Exercise description — In the data below, find each line that contains the word "basketball" and copy it.

The data —
--- --- ---

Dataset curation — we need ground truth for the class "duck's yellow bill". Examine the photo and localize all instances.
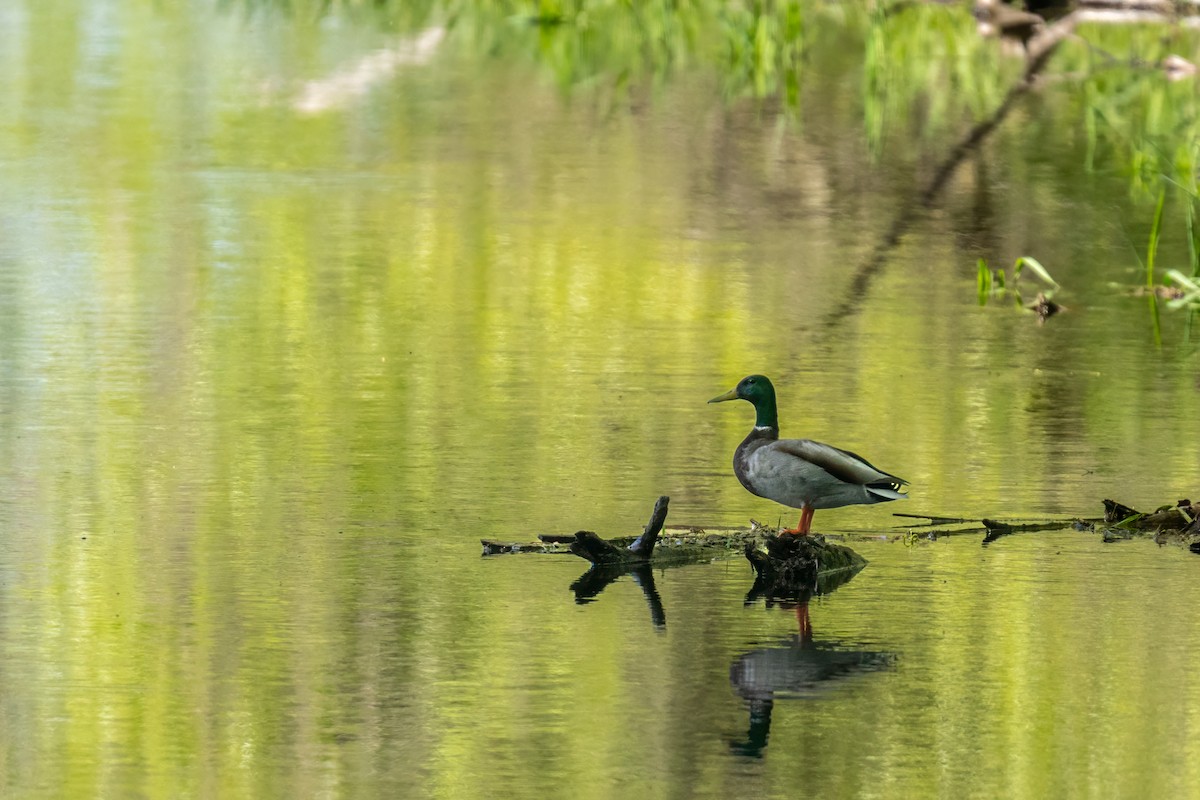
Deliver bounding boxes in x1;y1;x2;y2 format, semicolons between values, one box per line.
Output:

--- --- ---

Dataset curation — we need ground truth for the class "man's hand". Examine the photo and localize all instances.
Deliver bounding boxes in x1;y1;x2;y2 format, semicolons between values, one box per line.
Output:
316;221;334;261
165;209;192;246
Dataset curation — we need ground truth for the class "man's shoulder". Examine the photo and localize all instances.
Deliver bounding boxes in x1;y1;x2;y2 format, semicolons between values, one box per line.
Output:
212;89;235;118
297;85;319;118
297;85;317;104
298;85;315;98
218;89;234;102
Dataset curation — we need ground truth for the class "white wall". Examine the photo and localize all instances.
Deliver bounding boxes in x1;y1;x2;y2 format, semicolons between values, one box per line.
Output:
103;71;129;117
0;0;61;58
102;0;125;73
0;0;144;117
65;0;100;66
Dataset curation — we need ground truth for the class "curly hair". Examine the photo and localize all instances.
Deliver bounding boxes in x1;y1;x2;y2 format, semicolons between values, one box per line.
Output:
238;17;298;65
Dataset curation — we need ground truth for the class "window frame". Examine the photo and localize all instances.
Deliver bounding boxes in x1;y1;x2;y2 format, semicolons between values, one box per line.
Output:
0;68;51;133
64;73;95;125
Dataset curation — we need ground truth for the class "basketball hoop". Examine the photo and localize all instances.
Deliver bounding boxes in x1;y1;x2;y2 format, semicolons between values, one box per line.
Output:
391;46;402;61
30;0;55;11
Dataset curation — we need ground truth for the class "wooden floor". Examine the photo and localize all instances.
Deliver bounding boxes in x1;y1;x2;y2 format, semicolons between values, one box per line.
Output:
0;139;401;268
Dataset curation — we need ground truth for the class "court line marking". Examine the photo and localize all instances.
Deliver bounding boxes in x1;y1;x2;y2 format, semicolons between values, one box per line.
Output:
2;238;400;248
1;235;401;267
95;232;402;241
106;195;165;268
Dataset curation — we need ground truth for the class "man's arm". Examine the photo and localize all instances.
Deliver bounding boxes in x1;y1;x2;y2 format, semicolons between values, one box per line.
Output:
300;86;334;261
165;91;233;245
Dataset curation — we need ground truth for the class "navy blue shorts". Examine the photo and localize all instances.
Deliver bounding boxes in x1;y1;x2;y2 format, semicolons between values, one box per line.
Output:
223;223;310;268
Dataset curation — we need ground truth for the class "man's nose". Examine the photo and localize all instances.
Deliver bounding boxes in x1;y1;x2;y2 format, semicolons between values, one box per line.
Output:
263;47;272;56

--- --- ---

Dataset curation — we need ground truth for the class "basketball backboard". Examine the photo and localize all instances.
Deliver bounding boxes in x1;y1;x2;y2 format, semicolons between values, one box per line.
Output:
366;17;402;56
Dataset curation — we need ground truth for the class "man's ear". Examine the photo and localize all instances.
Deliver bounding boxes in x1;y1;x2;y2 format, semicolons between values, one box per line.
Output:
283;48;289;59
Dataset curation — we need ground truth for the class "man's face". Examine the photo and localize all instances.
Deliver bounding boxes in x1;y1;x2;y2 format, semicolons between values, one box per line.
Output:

--- --- ---

Answer to the exercise —
Dataset curation — we need ground truth for the class "basketball hoop". Examine the photo and localize all instances.
Dataset curation — we need ground truth for the class "basketball backboard". Examine the photo and localize all instances.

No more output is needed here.